● Kutipan untuk Dibaca:
▼▼▼
Akibatnya sekolah-sekolah bagus menjadi rebutan dan membuat biaya untuk masuk
menjadi semakin besar. Seperti layaknya hukum ekonomi apabila ada banyak
permintaan namun supply produknya sedikit maka bisa mengakibatkan kenaikan
harga. Setiap tahunnya banyak anak yang ingin melanjutkan sekolah dan
mendapatkan sekolah yang bagus sementara instansi pendidikan yang memiliki
kualitas dan reputasi bagus di masyarakat belum memadai jumlahnya. Akibatnya
sekolah-sekolah yang bagus menjadi rebutan dan membuat biaya untuk masuk
menjadi semakin besar.
Penerapan
Manajemen Berbasis Sekolah (MBS)
Prinsipnya
MBS adalah pemberian hak otonomi dari pemerintah ke Komite Sekolah untuk
menentukan pengelolaan dana yang diterima dari pemerintah untuk kepentingan
pendidikan yang berlangsung di sekolah tersebut. Komite Sekolah
anggota-anggotanya sebenarnya adalah orang-orang yang dianggap punya kuasa dan
tidak mewakili kepentingan keluarga siswa yang miskin. Ternyata, banyak praktek
MBS tidak pada tempatnya. Contoh biaya yang sering diminta adalah biaya untuk
pasang AC, biaya pasang CCTV dan biaya perpisahan. Seringkali yang tidak setuju
juga akhirnya mengikuti dengan berat hati karena tidak mau anaknya nanti
terkucil dari teman-temannya.
▲▲▲
● Ketentuan Tugas: Tuliskan ulang tanpa perubahan bagian kutipan tentang biaya sekolah dan MBS di atas, antara "Akibatnya sekolah-sekolah bagus" dan "Berbasis Sekolah (MBS)", kedua batas itu ikut disertakan.

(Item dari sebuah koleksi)
▼▼▼
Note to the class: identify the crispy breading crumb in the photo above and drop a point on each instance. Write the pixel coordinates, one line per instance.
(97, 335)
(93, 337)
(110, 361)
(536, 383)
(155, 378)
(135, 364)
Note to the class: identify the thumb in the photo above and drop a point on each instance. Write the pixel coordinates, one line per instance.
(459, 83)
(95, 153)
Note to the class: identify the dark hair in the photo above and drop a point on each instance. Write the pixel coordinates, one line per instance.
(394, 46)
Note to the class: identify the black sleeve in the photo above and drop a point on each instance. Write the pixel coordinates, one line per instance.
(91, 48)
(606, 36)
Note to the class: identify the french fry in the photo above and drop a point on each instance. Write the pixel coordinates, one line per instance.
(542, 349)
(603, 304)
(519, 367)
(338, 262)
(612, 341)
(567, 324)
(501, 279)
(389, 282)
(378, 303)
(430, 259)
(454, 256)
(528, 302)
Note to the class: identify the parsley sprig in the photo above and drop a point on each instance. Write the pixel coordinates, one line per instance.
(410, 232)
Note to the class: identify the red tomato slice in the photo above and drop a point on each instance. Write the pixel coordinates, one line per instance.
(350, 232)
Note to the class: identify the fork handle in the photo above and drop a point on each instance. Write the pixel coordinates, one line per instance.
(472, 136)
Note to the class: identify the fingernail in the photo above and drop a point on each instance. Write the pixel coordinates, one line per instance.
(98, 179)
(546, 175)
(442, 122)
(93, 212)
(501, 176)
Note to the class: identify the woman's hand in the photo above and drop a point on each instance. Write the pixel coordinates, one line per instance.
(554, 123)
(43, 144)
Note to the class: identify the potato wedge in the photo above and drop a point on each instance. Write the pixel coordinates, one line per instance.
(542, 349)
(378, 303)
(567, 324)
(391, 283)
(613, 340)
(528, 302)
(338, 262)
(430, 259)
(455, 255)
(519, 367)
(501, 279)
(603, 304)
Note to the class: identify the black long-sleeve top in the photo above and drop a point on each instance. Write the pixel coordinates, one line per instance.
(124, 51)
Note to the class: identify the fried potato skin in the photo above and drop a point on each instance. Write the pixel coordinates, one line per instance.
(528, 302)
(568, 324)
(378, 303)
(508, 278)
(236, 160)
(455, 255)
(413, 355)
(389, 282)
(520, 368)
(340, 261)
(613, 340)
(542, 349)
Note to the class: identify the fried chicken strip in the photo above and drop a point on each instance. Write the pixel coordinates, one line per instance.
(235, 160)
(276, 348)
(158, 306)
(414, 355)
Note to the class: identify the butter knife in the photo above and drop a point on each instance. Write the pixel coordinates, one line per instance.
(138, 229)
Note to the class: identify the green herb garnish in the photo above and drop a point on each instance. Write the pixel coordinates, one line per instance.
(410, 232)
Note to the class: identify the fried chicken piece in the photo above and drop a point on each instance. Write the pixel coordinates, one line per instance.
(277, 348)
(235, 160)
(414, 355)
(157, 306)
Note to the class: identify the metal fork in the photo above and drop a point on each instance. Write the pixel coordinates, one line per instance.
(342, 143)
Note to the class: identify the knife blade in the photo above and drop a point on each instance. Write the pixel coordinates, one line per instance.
▲▲▲
● Jawaban yang Diharapkan:
Akibatnya sekolah-sekolah bagus menjadi rebutan dan membuat biaya untuk masuk
menjadi semakin besar. Seperti layaknya hukum ekonomi apabila ada banyak
permintaan namun supply produknya sedikit maka bisa mengakibatkan kenaikan
harga. Setiap tahunnya banyak anak yang ingin melanjutkan sekolah dan
mendapatkan sekolah yang bagus sementara instansi pendidikan yang memiliki
kualitas dan reputasi bagus di masyarakat belum memadai jumlahnya. Akibatnya
sekolah-sekolah yang bagus menjadi rebutan dan membuat biaya untuk masuk
menjadi semakin besar.
Penerapan
Manajemen Berbasis Sekolah (MBS)